本文抜粋:
>>>

言論の自由についてのメモ

自称愛国者が今日ヘイトスピーチをばらまく呼びかけをしていることに思う
昨日の続き
 の関連エントリです。
「自称愛国者が今日ヘイトスピーチをばらまく呼びかけをしていることに思う」でいただいたブクマの中にこんなのがあった。

munyuu これはひどい 言論統制をやりたがる人間は、すべてがヘイトスピーチに聞こえる。ということですね。

mimipann "他人を侮辱したい以上の何もないこれは「表現」の名に値しない"、自分にとって都合のいいときに都合よく「表現の自由」を狭めると、自分がデモしたいとき困ると思う。

 それから匿名ダイアリ「■「表現の自由」の定義をしていいのは、誰なんだ? 」では「そういう“感覚”を根幹に置いた議論で「表現の自由」を語るのは、やばいと思うんだけどなあ。」という指摘を受けた。


 一個目の引用コメントは、「あれがヘイトスピーチに聞こえないなら耳鼻科に行くと良いんじゃないか、そしてもし耳に異常がないなら脳みそが腐っているのではないかと俺には思われる(たぶんこれは俺はそう思うと言っているだけなので思想の自由だし、思うところを述べるのは表現の自由なんですよね、むにゅうさん基準的に)」で済ませばいいんだけど、他にも俺がスピーチコードを導入しろと言っているように感じる人がいるところから見て、どうも書き方がまずかったところもあったのかもしれないと考えた。


 だから改めて述べるけれども、自分は「表現の自由を守れ」という主張には賛成している。件のエントリでも「しかし法律を作ったら、それがどう運用されるのかという問題が出てくる(この運用という点で、俺は人権擁護法には賛成できない。やっぱり怖い)。なんつーかジレンマだ。」という部分の方が結論のつもりだったんだけども、伝わらなくて残念だ。


 その一方で最近は昔ほどにはこういう意見に頷けなくなった。

「○○を守るためならば、ある種の言論・表現は規制されるべきである。」*1というような意見には、とうてい賛同できない。

「悪しき言論」に対しては、自分の言論でもって立ち向かえばいい。法律を作って、権力に頼むのではなく、自分自身の言葉でもって、「悪」に立ち向かうのだ。

確かにそれは、しんどいことだ。警察が代わりに取り締まってくれるとしたら、どんなに楽なことだろうか。だがそれは、権力をますます増長させることになり、結局自分の首を絞めることになるのだ。

フランクリンが言ったように、わずかばかりの一時的な安全のために、自由を犠牲にしてはならない。

<<<

指示内容: 言論の自由についてのメモに出てくる「〇〇の自由」という形の語を、重複なしですべて書き出してください。 データは、この本文とは別の出どころから取ったものです。

与えられた情報:
>>>

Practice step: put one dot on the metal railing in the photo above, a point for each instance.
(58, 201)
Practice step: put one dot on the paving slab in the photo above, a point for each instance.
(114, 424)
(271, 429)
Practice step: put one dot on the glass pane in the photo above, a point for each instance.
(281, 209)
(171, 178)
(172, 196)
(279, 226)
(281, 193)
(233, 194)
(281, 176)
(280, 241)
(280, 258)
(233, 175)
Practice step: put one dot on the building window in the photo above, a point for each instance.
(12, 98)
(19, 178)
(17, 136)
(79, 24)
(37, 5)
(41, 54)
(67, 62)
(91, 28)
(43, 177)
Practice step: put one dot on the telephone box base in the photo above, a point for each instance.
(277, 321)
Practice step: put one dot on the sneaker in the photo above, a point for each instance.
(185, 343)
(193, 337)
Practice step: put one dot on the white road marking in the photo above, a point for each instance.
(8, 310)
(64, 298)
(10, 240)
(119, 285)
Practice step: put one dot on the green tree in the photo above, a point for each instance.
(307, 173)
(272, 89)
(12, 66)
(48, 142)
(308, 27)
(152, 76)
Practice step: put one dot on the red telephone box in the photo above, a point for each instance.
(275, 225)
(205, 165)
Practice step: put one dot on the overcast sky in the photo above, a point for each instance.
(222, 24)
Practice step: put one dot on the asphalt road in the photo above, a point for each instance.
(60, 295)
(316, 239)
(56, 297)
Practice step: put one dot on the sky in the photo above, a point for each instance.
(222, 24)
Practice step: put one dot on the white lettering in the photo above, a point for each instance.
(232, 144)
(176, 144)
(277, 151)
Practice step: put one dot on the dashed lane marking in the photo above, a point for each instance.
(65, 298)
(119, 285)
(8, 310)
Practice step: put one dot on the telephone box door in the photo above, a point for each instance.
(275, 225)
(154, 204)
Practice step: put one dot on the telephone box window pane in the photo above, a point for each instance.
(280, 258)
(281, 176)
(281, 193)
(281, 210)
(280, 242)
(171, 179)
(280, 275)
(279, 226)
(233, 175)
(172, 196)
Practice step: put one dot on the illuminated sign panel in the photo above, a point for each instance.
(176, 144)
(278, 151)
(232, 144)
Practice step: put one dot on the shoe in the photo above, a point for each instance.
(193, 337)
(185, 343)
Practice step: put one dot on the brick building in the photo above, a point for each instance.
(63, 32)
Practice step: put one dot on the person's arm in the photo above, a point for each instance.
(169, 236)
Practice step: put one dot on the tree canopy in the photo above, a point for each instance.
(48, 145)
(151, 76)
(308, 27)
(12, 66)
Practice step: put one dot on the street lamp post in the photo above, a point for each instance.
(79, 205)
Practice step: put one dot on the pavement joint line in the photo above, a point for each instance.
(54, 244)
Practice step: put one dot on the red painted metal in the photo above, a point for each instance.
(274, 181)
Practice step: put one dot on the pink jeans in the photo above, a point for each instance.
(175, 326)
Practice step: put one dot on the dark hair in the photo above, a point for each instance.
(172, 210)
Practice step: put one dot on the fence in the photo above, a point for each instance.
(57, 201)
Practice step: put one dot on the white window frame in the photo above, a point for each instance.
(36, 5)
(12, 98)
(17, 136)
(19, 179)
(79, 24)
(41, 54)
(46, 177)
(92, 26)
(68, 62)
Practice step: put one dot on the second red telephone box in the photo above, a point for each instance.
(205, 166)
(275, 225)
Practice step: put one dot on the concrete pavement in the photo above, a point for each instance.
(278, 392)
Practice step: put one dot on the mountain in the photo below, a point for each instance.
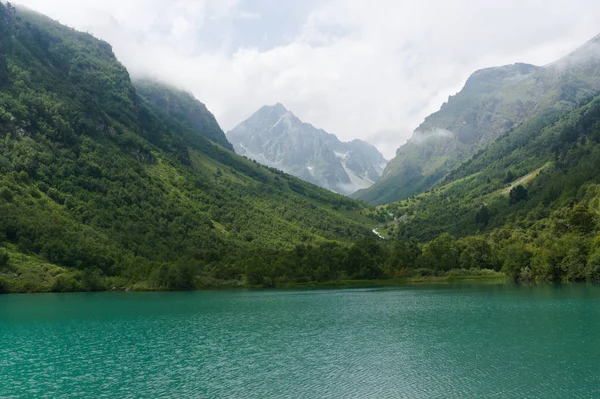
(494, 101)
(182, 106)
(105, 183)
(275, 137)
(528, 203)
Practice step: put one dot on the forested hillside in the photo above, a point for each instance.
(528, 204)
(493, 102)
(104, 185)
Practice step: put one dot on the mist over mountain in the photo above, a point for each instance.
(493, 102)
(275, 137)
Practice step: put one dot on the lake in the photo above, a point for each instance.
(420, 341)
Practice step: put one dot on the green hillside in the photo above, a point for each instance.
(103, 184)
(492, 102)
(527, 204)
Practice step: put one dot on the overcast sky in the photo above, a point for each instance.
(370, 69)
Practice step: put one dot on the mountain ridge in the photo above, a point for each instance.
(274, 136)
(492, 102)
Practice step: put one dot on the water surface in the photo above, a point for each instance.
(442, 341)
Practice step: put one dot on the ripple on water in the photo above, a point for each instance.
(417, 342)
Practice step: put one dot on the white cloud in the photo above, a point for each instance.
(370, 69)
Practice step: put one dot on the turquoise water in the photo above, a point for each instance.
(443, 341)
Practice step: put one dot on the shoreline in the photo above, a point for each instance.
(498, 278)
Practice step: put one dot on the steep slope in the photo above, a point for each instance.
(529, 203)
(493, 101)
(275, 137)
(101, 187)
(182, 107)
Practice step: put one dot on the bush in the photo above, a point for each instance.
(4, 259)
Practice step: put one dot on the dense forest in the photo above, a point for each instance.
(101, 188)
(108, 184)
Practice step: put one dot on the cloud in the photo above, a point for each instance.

<<<

最終結果: 言論の自由、表現の自由、思想の自由